» TO BE DONE
A – Print the part of the text on sulfur hexafluoride gas breakers that starts at the words "Construction of sulfur" and ends after "arc interruption chamber.", copying it word for word.
B – Pick out each line of the listing that contains the string "hood", matching case.

» EXTRACTED TEXT
Construction of sulfur hexafluoride gas breaker
The sulfur hexafluoride gas breaker comprises two key parts:
- An interrupter unit
- The gas system
The interrupter of the Sulfur hexafluoride circuit breaker comprises a fixed and movable contact shield in a chamber called the arc interruption chamber.
The chamber is then connected to the gas reservoir of the circuit breaker. When the breaker senses fault, it releases the high-pressure gas from the reservoir to cool and extinguish the arc.
The gas system comprises a low and high-pressure chamber. It also has a low-pressure alarm and a switch that signals when the gas pressure becomes low.
A low-pressure gas can decrease the dielectric and extinguishing power of the breaker.
And since the SF6 gas is expensive, it is usually reformed after each operation.

» THE RECORDS
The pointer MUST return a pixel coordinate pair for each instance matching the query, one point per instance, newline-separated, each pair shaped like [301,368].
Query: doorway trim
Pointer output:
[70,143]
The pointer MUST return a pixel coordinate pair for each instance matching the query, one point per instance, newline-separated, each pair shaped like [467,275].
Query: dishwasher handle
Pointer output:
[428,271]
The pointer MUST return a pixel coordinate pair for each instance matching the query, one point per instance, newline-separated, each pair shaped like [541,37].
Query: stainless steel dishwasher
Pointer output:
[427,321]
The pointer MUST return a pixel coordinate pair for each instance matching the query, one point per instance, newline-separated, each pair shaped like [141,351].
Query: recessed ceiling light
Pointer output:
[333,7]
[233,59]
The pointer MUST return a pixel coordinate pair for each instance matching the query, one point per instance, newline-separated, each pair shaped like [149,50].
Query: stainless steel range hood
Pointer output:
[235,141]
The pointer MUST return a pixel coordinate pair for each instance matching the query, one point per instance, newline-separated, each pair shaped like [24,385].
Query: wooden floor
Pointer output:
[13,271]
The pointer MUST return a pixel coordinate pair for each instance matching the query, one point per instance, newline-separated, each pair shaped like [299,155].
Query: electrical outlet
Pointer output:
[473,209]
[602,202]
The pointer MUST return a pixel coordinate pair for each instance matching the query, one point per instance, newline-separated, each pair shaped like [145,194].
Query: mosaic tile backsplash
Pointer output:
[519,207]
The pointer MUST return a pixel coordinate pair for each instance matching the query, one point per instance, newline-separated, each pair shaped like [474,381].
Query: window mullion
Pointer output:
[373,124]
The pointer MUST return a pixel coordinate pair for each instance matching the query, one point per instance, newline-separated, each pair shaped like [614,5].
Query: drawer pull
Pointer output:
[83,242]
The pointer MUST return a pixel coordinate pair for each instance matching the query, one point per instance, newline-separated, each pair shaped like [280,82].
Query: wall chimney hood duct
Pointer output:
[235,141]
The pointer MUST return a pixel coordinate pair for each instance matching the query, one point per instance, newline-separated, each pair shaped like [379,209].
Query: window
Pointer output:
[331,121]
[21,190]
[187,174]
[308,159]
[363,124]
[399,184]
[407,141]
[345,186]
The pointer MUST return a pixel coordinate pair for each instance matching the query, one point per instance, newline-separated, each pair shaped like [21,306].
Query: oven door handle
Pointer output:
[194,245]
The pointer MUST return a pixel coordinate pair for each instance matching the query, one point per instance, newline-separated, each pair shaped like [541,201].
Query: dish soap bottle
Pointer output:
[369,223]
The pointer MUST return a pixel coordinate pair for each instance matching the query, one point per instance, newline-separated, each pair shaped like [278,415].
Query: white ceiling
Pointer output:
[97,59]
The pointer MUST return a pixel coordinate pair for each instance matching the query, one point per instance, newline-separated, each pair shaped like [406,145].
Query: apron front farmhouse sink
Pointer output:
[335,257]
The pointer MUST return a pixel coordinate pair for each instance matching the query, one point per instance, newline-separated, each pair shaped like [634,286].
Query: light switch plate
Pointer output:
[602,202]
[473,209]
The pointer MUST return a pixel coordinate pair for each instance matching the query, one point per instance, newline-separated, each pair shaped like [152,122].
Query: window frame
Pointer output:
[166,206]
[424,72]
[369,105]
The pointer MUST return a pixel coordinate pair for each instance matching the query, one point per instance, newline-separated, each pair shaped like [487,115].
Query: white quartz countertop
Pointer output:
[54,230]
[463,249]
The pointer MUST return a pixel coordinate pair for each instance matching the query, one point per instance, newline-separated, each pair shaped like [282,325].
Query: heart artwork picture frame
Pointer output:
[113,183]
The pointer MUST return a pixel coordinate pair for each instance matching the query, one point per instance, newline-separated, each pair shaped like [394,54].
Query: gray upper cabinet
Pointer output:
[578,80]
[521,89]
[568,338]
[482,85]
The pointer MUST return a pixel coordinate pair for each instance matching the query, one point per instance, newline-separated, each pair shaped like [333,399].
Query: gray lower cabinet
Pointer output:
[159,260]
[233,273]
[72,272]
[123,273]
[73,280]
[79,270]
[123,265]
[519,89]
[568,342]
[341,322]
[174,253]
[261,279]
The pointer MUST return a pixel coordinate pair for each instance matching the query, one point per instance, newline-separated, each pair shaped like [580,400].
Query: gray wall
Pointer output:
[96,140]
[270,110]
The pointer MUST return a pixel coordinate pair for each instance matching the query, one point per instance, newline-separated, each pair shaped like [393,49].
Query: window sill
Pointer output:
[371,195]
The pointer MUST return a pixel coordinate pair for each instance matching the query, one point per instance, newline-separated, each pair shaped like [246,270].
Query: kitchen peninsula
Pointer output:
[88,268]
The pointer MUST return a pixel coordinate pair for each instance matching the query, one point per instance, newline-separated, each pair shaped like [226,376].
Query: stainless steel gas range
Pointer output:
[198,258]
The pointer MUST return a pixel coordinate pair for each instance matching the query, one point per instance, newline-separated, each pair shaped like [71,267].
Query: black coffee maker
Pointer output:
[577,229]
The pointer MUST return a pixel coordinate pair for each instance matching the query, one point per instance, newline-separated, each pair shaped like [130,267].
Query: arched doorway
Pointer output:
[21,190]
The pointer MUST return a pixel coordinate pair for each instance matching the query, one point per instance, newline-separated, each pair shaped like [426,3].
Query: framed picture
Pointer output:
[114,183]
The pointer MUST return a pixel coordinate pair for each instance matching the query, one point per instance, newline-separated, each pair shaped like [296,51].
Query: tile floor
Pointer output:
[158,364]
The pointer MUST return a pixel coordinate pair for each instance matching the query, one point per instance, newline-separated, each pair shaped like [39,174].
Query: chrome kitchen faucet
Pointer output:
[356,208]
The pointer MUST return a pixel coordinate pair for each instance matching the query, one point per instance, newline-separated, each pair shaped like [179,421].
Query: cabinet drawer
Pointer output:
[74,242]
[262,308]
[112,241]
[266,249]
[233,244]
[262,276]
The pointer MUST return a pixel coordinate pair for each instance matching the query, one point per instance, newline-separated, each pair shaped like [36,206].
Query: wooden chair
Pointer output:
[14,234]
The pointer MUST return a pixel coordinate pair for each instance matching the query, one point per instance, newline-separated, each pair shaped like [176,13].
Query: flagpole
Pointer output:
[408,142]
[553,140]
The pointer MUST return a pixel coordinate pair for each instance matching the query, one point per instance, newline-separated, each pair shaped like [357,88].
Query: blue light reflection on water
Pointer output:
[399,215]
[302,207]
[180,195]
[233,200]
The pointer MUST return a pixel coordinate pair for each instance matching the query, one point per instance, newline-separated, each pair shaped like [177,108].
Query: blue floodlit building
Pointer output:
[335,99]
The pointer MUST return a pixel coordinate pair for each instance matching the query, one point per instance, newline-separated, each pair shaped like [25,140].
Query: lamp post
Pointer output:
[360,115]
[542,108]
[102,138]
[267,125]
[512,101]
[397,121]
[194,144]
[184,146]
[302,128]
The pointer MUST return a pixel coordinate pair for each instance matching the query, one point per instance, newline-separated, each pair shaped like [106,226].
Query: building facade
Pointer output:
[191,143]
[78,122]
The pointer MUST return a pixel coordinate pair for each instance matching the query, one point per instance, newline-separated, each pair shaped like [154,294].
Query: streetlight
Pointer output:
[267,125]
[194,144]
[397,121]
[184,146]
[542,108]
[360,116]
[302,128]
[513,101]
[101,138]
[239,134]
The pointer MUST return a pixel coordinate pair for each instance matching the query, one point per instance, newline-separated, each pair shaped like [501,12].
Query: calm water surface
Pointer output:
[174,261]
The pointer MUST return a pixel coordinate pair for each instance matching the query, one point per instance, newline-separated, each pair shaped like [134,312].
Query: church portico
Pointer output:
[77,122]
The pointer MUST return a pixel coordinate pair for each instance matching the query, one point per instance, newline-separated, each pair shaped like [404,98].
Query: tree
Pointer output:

» PER-TASK OUTPUTS
A –
Construction of sulfur hexafluoride gas breaker
The sulfur hexafluoride gas breaker comprises two key parts:
- An interrupter unit
- The gas system
The interrupter of the Sulfur hexafluoride circuit breaker comprises a fixed and movable contact shield in a chamber called the arc interruption chamber.

B –
Query: stainless steel range hood
Query: wall chimney hood duct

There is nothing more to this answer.